#### CHALLENGES
A - In the forum thread on fielding z-scores, what standard deviation did the data from Joe show for AL second basemen?
B - Extend the forum thread on fielding z-scores past its final sentence.

#### PASSAGE GIVEN
◇ ◇ ◇ ◇ ◇

The LH/RH data has no uncertainty.  The location of ball hit has a certain uncertainty.  The speed of batted ball has a higher uncertainty. 

Unless PBPm publish uncertainty levels around their estimates, then the right thing to do is publish different versions of their results, so taht we can assign a “global” uncertainty level to each version.


#3    Rally Monkey      (see all posts) 2006/10/12 (Thu) @ 17:16

I would consider Zone Rating a PBP method.  If not, what is your definition?

I will agree that a PBP using all the parameters of ZR plus more is better.  Of course, ZR is infinitely cheaper and easier to calculate, and gets you results that are close enough anyway.

For 2B I used the process from above.  I took the top 50 2B (minimum of 75 CH).  The STDev of the z scores was 1.5, and the average chances was 174 (straight avg of 268).  So for 2006 2B, you only need 137 chances to regress 50%, assuming I did this right.


#4    tangotiger      (see all posts) 2006/10/13 (Fri) @ 08:15

I guess I should have said “other PBPm”.

I just received an email with all the heavy-lifting done.  I’ll publish the results soon.


#5    tangotiger      (see all posts) 2006/10/13 (Fri) @ 08:38

In the data that I was provided from Joe, the SD was 1.83 for AL 2B, and 1.33 for NL 2B, for a simple average of 1.58.  When I combine them as just one league, the SD is 1.60 (total of 45 2B).  The regression equation has an “x” = 136, which is 42 games. 

So, certainly the spread in talent at 2B is much higher than at SS (as you’d expect).  Placido Polanco, poster boy for UZR and one of the unsung players of our time, comes out near the top in ZR as well.  Aaron Hill leads the league, while Jorge Cantu is at the bottom.  The Fans have Cantu as the 2nd worst fielding 2B of the year:
http://www.tangotiger.net/scouting/pos2006_2B.html

Only Vidro is worse, and Vidro’s z-score is in the bottom third.

The first big disagreement between the Fans and ZR-based z-scores (I guess I’ll call them zZR), is Marcus Giles of Atlanta.

***

For 3B, the z-score is 1.40, whether I take the average of the two leagues, or put all the players into the same one league.  The “x” in the regression equation is 210, which is 74 games.

***

For IF, it seems therefore that I shouldn’t try to lump them together, because the distribution of talent is nowhere near the same, with the tightest at SS, and the widest at 2B.  It’s not too long ago that I think the spread in fielding talent was probably wider at 3B than at 2B.  Perhaps a shift has been happening, as teams realize that they don’t need a premium fielder at 2B, relative to 3B.

◇ ◇ ◇ ◇ ◇

#### EXTRACTED ENTRIES

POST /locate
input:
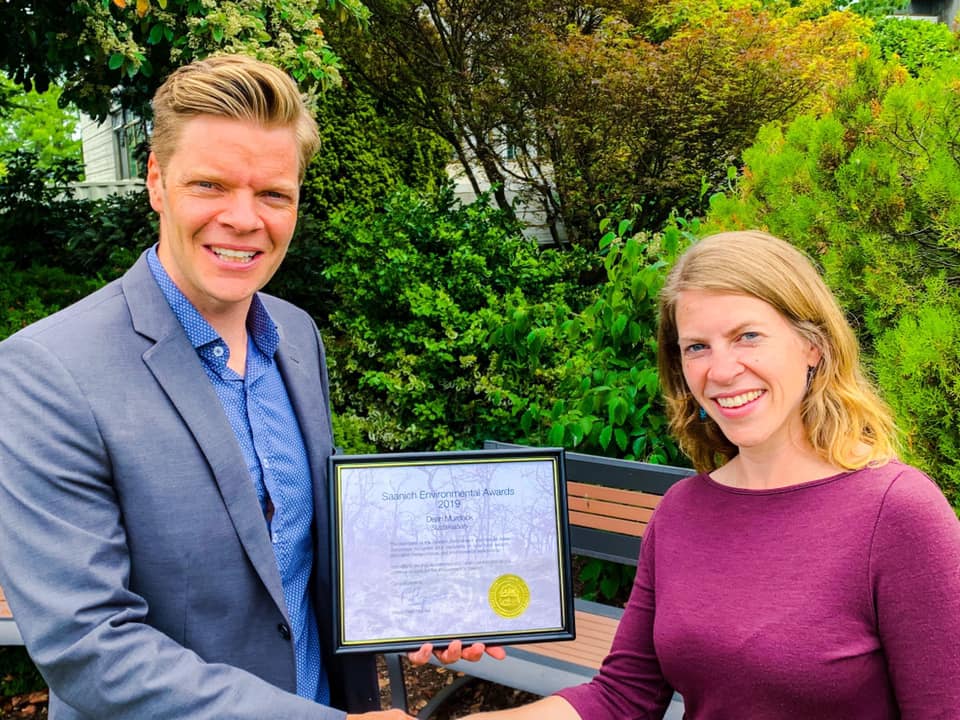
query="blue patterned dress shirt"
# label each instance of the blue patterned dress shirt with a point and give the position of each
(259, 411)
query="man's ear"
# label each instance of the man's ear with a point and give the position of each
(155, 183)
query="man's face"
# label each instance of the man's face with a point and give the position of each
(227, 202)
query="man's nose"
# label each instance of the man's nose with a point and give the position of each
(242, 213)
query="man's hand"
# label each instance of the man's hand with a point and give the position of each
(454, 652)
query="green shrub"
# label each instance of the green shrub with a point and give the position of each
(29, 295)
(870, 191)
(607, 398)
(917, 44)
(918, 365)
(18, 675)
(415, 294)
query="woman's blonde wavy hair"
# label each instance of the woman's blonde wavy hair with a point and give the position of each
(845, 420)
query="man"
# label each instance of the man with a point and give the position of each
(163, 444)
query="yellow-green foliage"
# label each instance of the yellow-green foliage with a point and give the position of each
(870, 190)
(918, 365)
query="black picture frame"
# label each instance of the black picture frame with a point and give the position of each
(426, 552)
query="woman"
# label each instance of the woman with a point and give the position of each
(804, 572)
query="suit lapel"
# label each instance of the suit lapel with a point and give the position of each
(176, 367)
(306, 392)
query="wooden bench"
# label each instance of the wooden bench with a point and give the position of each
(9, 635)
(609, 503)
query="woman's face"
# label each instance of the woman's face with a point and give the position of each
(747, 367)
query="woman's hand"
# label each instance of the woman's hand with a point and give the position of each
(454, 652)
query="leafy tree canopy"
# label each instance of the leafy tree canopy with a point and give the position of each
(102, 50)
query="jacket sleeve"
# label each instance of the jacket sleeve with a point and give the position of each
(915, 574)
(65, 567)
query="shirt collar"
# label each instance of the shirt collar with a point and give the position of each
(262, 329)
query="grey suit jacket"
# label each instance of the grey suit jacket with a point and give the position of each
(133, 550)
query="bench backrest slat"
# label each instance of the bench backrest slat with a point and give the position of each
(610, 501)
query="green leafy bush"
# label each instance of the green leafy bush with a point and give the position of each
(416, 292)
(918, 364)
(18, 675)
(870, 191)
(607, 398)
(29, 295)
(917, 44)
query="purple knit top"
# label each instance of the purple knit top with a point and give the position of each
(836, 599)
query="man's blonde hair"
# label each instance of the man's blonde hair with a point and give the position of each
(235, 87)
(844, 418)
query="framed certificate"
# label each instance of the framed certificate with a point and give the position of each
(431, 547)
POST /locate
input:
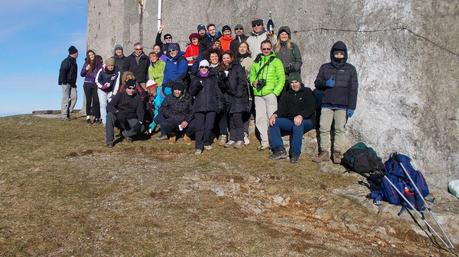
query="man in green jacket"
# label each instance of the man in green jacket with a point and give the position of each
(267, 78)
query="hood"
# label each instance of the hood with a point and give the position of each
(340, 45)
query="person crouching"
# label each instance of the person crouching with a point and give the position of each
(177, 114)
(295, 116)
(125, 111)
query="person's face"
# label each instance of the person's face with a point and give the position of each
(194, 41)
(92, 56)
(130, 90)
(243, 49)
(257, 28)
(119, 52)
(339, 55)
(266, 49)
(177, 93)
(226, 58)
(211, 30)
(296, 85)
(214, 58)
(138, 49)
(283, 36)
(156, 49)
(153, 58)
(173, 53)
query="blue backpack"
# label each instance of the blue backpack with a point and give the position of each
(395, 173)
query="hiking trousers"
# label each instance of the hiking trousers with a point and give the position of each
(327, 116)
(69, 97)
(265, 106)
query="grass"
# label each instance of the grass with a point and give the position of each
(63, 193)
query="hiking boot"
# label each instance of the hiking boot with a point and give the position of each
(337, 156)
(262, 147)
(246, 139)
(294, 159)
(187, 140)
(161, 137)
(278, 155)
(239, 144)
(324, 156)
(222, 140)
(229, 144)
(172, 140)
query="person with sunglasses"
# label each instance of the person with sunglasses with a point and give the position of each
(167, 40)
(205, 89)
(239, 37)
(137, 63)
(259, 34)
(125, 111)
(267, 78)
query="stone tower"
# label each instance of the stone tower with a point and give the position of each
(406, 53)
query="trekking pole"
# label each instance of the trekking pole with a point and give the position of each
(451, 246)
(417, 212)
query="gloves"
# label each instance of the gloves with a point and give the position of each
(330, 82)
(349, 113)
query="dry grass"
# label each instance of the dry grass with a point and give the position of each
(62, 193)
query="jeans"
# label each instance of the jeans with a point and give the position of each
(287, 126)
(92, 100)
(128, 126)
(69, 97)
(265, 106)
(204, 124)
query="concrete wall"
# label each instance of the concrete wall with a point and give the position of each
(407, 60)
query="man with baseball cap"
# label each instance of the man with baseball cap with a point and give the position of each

◇ ◇ ◇ ◇ ◇

#### ANSWERS BY TASK
A - 1.83

B -
If I go through each team, I’d guess that I’d probably find an even distribution of fielding talent at 2B and 3B.  For example, the better Cardinal fielder is found at 3B not 2B, the Tigers 2B/3B are probably comparable, while D’Backs 2B is better than their 3B.  I don’t think that’d be the case if I were to go back 15-20 years ago.


#6    tangotiger      (see all posts) 2006/10/13 (Fri) @ 08:57

Comparing 2B/3B, here are the teams with the better 3B:
Bos (Lowell)
CHW (Crede)
LA (not Kent)
Mil (not Weekes)
Pit (Sanchez)
Sea (Beltre)
SF (Feliz)
STL (Rolen)
TB (not Cantu)
Tex (Zimmerman)

And better 2B:
Ari (Hudson)
Atl (Giles)
Bal (Roberts)
Cin (Phillips)
Col (Carroll)
KC (Grudz)
Phi (Utley)

I count 10 teams with the better fielder at 3B, and 7 with the better fielder at 2B.

We know the better hitters are at 3B as well.  It seems to me that there’s been a slight shift in how teams are operating.  I know, I know, “How do you know that Beltre is better than Lopez in Seattle?” The Fans seem to think that Beltre has the stronger arm, the surer hands, the better legs, and the better instincts.  It’s gotta count for something.  At the very least, if the Fans perceive this, certainly the managers may be perceiving this as well.  That is, Seattle, and the other teams (Lowell, Rolen, Zimmerman, et al) think that their better fielder is at 3B.


#7    tangotiger      (see all posts) 2006/10/13 (Fri) @ 08:58

Results above based on Fans’ data.


#8    Rally Monkey      (see all posts) 2006/10/13 (Fri) @ 10:17

Two things I’ve found -

Comparing zone rating +/- for players who’ve played both positions, 2nd base and 3rd base are even.

From my projection database last year, the replacement level for 2B was actually a little bit higher than 3B, though by only 0.1 RC/27 outs.  Its really easy to find a halfway decent player at 2B.  Even the Royals had 3 - Grudz, German, and Keppinger.

Yet the average 3B was a much better hitter than the 2B.  I think its safe to say that major league 3B are better players than the 2B.


#9    Rally Monkey      (see all posts) 2006/10/13 (Fri) @ 10:21

Tango, would it be possible to use a similar process as outlined above for catcher data, if you were working with just runs above/below average, and number of innings as a your sample size?  Since your mean is zero, the first problem is the random SD ( 0 *(1-0)) won’t get you anywhere.

Is there a way to work around this or is it a dead end?


#10    tangotiger      (see all posts) 2006/10/13 (Fri) @ 11:04

We’re never at a dead end!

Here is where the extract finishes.